### YOUR GOAL
Print the records word for word, starting at their first line and ending with the line that contains "[[0, 1, 40, 219], [0, 3, 39, 152]]", including that line.

### GIVEN INFORMATION
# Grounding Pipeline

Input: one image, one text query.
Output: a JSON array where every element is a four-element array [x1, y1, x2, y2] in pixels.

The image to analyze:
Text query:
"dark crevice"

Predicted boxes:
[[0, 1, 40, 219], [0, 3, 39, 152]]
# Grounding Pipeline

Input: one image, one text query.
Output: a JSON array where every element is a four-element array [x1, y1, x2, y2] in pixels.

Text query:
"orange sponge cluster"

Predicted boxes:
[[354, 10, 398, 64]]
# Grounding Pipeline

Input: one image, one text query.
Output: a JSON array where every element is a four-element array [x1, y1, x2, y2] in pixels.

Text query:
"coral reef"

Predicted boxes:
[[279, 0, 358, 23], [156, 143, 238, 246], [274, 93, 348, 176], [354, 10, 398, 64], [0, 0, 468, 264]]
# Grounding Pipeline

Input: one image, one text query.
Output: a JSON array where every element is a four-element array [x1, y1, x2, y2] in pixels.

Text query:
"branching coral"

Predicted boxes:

### THE RESULT
# Grounding Pipeline

Input: one image, one text query.
Output: a JSON array where every element is a four-element array [x1, y1, x2, y2] in pixels.

The image to analyze:
Text query:
"dark crevice"

Predicted boxes:
[[0, 1, 40, 219], [0, 3, 39, 152]]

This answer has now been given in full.